EXERCISE TASK
Rewrite the listing from its first line up to and including the line with "left=70, top=86, right=227, bottom=303", switching "railway yard" to "train depot" and changing nothing else.

::::

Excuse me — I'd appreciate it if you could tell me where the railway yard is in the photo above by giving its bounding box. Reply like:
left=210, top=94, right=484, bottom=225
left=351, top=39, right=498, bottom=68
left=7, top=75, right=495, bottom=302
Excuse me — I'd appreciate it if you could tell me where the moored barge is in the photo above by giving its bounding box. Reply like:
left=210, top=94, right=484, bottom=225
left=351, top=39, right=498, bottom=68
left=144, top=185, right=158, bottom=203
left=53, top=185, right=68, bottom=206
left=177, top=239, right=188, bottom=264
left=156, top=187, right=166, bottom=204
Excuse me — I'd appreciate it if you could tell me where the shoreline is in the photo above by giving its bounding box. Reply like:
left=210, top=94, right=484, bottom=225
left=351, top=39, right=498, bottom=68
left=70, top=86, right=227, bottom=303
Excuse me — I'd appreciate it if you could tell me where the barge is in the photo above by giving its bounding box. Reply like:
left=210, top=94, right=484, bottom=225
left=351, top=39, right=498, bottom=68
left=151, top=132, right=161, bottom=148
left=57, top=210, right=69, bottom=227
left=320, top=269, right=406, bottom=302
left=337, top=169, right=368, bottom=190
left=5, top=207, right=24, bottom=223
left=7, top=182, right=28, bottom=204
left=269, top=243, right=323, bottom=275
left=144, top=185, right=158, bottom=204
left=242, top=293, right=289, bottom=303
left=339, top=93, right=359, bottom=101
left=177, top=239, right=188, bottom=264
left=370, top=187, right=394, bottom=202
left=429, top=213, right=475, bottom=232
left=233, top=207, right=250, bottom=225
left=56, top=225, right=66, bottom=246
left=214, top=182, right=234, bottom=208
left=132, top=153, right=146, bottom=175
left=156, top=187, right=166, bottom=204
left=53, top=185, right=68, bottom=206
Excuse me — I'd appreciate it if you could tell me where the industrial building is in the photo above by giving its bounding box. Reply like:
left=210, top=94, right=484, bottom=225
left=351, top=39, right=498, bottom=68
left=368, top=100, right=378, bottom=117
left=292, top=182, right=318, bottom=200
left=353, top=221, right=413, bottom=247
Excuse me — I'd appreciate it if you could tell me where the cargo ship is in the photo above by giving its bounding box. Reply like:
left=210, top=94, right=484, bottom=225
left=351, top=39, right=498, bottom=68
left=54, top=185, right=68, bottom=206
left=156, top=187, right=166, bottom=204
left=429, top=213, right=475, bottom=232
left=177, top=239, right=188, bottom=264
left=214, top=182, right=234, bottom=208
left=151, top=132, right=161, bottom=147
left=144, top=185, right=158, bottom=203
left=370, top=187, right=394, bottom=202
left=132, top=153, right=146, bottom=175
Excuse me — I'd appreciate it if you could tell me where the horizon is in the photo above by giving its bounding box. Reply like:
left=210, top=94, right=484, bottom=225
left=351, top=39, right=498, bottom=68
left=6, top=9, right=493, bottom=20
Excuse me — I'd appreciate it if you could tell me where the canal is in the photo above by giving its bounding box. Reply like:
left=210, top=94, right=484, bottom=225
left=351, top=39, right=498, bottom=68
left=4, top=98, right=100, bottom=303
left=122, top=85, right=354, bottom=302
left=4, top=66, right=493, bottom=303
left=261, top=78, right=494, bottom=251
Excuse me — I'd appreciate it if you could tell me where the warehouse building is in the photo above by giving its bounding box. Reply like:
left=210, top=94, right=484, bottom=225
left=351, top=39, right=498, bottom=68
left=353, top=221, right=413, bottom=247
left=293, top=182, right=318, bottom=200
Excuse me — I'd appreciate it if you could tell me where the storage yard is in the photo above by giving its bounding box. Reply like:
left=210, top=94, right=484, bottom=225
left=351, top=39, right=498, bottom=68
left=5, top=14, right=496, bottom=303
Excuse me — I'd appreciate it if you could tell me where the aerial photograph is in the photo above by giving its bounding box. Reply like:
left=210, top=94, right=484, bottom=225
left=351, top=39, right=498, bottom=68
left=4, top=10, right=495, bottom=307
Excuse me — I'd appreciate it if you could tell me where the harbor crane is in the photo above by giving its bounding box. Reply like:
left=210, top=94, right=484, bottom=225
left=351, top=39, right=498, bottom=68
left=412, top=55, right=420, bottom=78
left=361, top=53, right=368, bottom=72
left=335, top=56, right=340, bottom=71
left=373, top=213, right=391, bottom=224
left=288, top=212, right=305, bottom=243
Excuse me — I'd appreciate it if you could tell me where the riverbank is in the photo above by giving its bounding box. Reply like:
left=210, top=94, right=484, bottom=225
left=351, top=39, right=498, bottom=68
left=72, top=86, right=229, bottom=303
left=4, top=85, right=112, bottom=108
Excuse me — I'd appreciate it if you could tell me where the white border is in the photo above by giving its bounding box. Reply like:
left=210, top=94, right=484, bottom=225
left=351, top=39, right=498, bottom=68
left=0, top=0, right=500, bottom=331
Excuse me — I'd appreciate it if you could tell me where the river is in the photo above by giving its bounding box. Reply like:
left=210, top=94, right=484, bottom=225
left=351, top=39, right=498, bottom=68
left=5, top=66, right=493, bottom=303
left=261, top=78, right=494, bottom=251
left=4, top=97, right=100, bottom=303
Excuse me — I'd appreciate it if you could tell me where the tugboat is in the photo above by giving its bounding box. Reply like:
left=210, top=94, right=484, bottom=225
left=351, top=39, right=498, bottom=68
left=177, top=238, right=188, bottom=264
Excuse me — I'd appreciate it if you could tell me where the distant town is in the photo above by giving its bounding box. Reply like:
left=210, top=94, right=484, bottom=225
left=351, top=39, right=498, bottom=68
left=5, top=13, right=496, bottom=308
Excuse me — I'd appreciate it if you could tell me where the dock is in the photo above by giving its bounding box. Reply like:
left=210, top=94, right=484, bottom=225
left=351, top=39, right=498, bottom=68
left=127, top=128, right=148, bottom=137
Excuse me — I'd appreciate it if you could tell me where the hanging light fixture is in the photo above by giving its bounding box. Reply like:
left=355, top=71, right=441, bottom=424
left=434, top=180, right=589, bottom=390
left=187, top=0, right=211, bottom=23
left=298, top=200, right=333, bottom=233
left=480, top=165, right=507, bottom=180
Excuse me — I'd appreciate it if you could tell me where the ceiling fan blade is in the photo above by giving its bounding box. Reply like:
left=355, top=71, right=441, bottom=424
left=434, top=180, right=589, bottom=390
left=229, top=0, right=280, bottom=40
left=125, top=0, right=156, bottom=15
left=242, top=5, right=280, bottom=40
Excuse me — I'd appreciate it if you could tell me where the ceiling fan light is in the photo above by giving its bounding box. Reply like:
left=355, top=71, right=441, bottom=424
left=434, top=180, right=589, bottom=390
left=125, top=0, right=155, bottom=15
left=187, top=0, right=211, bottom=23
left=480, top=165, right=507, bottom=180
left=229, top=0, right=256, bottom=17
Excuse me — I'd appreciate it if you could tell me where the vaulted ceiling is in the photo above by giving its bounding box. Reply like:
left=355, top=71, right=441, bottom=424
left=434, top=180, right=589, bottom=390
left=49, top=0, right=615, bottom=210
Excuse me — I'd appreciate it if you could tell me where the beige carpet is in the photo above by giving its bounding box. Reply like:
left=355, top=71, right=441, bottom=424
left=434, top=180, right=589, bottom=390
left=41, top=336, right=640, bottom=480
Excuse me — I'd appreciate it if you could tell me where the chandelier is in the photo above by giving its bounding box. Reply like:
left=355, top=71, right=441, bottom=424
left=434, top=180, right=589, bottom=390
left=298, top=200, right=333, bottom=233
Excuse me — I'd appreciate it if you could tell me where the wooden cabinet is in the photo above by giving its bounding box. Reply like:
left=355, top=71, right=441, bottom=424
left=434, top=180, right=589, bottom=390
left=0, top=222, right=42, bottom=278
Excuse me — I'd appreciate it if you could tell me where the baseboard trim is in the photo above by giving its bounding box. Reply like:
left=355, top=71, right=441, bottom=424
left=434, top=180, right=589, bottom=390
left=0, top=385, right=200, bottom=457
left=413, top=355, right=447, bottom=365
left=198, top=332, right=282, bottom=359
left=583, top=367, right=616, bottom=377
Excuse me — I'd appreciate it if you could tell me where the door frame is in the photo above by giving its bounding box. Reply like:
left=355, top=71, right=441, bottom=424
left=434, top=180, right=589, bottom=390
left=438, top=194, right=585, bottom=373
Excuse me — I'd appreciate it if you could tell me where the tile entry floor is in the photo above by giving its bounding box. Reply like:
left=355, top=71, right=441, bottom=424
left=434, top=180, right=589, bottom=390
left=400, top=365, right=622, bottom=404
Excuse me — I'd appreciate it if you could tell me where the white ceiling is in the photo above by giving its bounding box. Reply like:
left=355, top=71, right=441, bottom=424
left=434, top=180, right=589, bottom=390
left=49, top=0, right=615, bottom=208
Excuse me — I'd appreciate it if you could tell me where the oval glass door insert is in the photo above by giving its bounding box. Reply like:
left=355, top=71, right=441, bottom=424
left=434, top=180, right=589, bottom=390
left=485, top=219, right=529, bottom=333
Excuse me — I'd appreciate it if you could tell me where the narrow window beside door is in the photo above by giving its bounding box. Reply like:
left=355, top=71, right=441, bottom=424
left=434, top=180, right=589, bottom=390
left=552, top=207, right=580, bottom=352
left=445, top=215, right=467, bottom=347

::::

RESULT OF THE EXERCISE
Excuse me — I'd appreciate it if you could tell me where the train depot is in the photo above by giving its bounding box. Reply like:
left=210, top=94, right=484, bottom=225
left=351, top=39, right=498, bottom=68
left=7, top=75, right=495, bottom=302
Excuse me — I'd appreciate it if you could tell me where the moored barge is in the photo above by giving its bounding box. Reply like:
left=210, top=94, right=484, bottom=225
left=351, top=39, right=498, bottom=68
left=144, top=185, right=158, bottom=203
left=53, top=185, right=68, bottom=206
left=177, top=239, right=188, bottom=264
left=156, top=187, right=166, bottom=204
Excuse me — I'd appreciate it if you could tell me where the shoreline is in the photo above by giving its bounding box. Reply like:
left=210, top=94, right=484, bottom=225
left=351, top=39, right=498, bottom=68
left=70, top=86, right=227, bottom=303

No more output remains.